46. The computer system of claim 35, wherein DRAM and the memory exist within a memory hierarchy; and wherein the TLB facilitates direct communication of data from one type of memory device in the memory hierarchy to the memory.

47. The computer system of claim 35, wherein, for inclusive caching in which data is stored in both DRAM and the memory, the TLB is to include entries associated with DRAM and entries associated with the memory for the data.

48. An integrated circuit, comprising a translation lookaside buffer (TLB) to convert virtual addresses to physical addresses, wherein the TLB includes entries for physical addresses that are dedicated to dynamic random access memory (DRAM) and entries for physical addresses that are dedicated to a memory having a storage cell with a retention time that decreases as operations are performed on the storage cell.

49. The integrated circuit of claim 48, wherein the memory includes Flash memory.

50. The integrated circuit of claim 48, wherein the integrated circuit includes a memory controller.

51. The integrated circuit of claim 48, wherein the integrated circuit is to be coupled to the DRAM and the memory via a shared communication channel.

52. The integrated circuit of claim 51 , wherein the shared communication channel includes a memory bus.

53. The integrated circuit of claim 48, wherein the integrated circuit is to be coupled to the DRAM via a communication channel and is to be coupled to the memory via another communication channel.

54. The integrated circuit of claim 48, wherein DRAM and the memory exist within a memory hierarchy which includes different types of memory devices having a range of latency, communication bandwidth, and cost per bit of storage.

55. The integrated circuit of claim 48, wherein the TLB caches entries for a page table, which can be stored in the DRAM.

56. The integrated circuit of claim 48, wherein the TLB facilitates exclusive caching of data in the memory.

## [Stored records]
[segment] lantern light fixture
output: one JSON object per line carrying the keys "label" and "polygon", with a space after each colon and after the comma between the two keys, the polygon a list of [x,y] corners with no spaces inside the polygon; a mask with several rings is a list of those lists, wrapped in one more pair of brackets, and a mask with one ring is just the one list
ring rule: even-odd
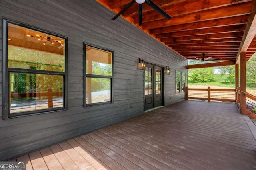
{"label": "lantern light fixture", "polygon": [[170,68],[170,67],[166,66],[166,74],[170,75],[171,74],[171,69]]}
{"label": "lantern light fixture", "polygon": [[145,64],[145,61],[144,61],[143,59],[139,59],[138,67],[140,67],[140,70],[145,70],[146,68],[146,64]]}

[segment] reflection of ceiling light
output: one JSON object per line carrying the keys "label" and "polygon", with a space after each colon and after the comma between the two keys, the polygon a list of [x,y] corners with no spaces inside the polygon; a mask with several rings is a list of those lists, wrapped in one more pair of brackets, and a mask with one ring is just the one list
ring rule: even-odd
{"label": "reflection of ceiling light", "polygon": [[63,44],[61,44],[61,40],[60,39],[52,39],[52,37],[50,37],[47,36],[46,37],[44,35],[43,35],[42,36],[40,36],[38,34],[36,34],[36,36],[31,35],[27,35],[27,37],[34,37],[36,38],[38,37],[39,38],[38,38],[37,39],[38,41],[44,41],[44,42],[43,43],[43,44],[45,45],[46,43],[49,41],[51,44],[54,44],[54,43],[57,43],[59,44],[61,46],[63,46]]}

## [Description of the task]
Reproduce verbatim the passage of the patent claims between "51. The integrated" and "shared communication channel.", inclusive. Rely only on the patent claims, not the entries.

## [Correct answer]
51. The integrated circuit of claim 48, wherein the integrated circuit is to be coupled to the DRAM and the memory via a shared communication channel.